**JOB:** Reproduce the records below in full and word for word, excluding pictures.

**TASK INPUTS:**
## start

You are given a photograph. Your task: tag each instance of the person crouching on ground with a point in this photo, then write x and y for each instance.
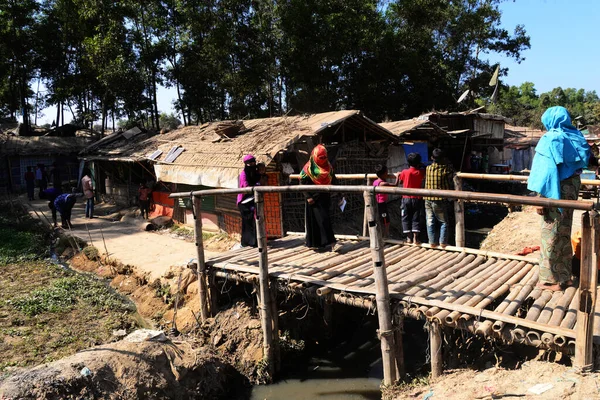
(248, 177)
(412, 178)
(144, 200)
(560, 156)
(318, 171)
(64, 204)
(51, 194)
(438, 176)
(381, 198)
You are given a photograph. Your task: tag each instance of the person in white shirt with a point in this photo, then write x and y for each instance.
(88, 192)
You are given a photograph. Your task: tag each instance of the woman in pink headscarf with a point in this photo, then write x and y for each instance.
(248, 177)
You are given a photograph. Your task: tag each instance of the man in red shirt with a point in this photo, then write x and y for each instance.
(412, 205)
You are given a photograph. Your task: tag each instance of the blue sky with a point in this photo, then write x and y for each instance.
(564, 50)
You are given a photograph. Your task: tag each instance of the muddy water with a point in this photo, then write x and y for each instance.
(347, 366)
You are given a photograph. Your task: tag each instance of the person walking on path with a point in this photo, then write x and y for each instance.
(88, 192)
(56, 176)
(30, 183)
(560, 156)
(51, 194)
(412, 205)
(248, 177)
(382, 198)
(64, 205)
(438, 175)
(318, 171)
(144, 199)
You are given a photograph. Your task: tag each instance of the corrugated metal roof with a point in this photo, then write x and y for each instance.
(213, 151)
(41, 145)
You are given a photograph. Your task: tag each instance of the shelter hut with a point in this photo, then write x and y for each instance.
(210, 156)
(117, 173)
(418, 135)
(470, 134)
(19, 152)
(519, 144)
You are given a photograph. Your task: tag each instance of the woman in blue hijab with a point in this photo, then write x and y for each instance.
(560, 157)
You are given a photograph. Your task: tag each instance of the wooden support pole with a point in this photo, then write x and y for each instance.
(365, 224)
(435, 340)
(201, 264)
(275, 317)
(265, 305)
(459, 214)
(584, 332)
(398, 331)
(382, 295)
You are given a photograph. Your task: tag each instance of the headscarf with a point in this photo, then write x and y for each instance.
(318, 168)
(559, 154)
(251, 171)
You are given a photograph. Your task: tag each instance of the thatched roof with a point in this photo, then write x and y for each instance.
(41, 145)
(213, 152)
(521, 136)
(419, 129)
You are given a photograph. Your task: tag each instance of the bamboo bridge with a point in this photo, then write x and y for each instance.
(485, 293)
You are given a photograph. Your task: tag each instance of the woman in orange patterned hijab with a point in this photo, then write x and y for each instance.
(318, 168)
(318, 171)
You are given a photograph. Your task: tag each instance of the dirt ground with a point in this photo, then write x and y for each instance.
(124, 370)
(127, 240)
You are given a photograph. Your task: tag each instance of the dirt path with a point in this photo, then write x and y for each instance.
(150, 253)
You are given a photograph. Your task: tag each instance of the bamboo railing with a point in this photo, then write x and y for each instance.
(446, 312)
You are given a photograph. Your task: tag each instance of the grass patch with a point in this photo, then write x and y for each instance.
(47, 313)
(22, 238)
(66, 292)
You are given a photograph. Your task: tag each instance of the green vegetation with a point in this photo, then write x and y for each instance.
(46, 311)
(20, 239)
(525, 106)
(67, 292)
(235, 59)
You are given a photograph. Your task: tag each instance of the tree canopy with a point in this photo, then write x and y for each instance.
(233, 59)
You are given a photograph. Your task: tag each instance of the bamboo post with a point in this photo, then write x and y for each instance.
(399, 330)
(365, 225)
(382, 294)
(584, 333)
(265, 305)
(459, 214)
(435, 340)
(201, 264)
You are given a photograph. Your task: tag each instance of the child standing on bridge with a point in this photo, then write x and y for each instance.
(438, 176)
(384, 217)
(412, 178)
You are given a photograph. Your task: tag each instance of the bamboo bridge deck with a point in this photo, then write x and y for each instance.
(493, 296)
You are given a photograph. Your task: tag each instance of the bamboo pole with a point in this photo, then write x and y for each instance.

## end

**IN RESPONSE:**
You are given a photograph. Your task: tag each instance of the person crouching on ground with a point in this photo, then write x and y for each instance.
(248, 177)
(412, 178)
(144, 200)
(560, 156)
(318, 171)
(64, 204)
(51, 194)
(438, 176)
(381, 198)
You are given a photograph. Your task: tag each instance of the person in white shirt with a point in this photo, then write x and y for each instance.
(88, 192)
You are given a photograph. Your task: tag each instance of the woman in pink headscarf with a point in this photo, then write x and y for each instance.
(248, 177)
You are given a photograph. Your task: tag each instance of the man in red shirt with a point in this photo, then write x and y for each instance.
(412, 205)
You are given a photograph. Your task: tag each instance of the blue sky with a point in this photo, then write x and y for each instance.
(564, 50)
You are given a photograph. Your task: tag each instance of the muddy water with a point in this photo, then write x and y for each instance.
(347, 366)
You are given a photograph. Your task: tag each instance of the person walking on path with a point in this photo, then write x and y for each instance.
(88, 192)
(56, 176)
(30, 183)
(560, 156)
(51, 194)
(412, 205)
(248, 177)
(382, 198)
(64, 205)
(438, 175)
(318, 171)
(144, 199)
You are given a photograph. Your task: tag each instance of the corrugated metal roof with a point in this photo, then write x and y for each instance.
(213, 151)
(41, 145)
You are given a photograph. Your task: tag each instance of the shelter hut with a point in this photo, then write x and y for each instance.
(210, 156)
(117, 173)
(418, 135)
(470, 134)
(19, 152)
(519, 144)
You are given a photograph. Your task: tag each instance of the woman in blue hijab with a point in this photo, then write x and y for each instance.
(560, 157)
You are given a photograph. Your task: tag each instance of the wooden support pole with a point in this photo, then write x and y for each instance.
(365, 224)
(435, 340)
(201, 264)
(275, 317)
(265, 305)
(459, 214)
(584, 332)
(398, 331)
(382, 295)
You are given a photograph. Your task: tag each instance of the headscarf with a point in this photo, then write x and y for each instance.
(318, 168)
(559, 154)
(251, 171)
You are given a photograph. Your task: tag each instance of the thatched roof with a point in this photo, then write x and y for each instance.
(41, 145)
(213, 152)
(521, 136)
(419, 129)
You are given a photograph. Your task: tag each instance of the bamboo bridge with a point in this photo, then write x and y for each instance.
(485, 293)
You are given a photograph. Your task: tag each instance of the woman in orange patterned hijab with a point in this photo, then write x and y for each instance.
(318, 168)
(318, 171)
You are given a photograph. Your task: tag each instance of the dirt ground with a point in this photo, then write x and y for each instance.
(124, 370)
(127, 240)
You are given a photograph. Your task: tag each instance of the dirt path with a point in this photo, then write x and y for each instance.
(150, 253)
You are given a photograph. Your task: tag each instance of the bamboo railing with a point in this photo, then write x and y for each instance.
(446, 312)
You are given a photograph. Your task: tag each instance of the grass patch with a point in this photo, then write x and y for each instance.
(47, 313)
(22, 238)
(66, 292)
You are given a photograph. Your task: tag each instance of the green vegetation with a point in this photo, then write x and y for each instance.
(46, 311)
(20, 239)
(525, 106)
(67, 292)
(235, 59)
You are given a photograph. Your task: tag each instance of the tree canopy with a point in this photo, then write x and y for each instance.
(233, 59)
You are given a photograph. Your task: tag each instance of the bamboo post with a point in this photo, then write x and y for each instance.
(399, 330)
(365, 225)
(382, 294)
(584, 333)
(265, 305)
(459, 214)
(435, 340)
(201, 264)
You are given a photograph. Your task: tag each instance of the child standing on bridge with a point in this photo, then write x and y for each instance.
(438, 176)
(384, 217)
(412, 178)
You are given a photograph. Your task: tag each instance of the bamboo bridge deck with a point in this photo, then write x and y for each instance.
(493, 296)
You are given a photograph. Your task: tag each instance of the bamboo pole with a point in this photo, then write x and y for each instance.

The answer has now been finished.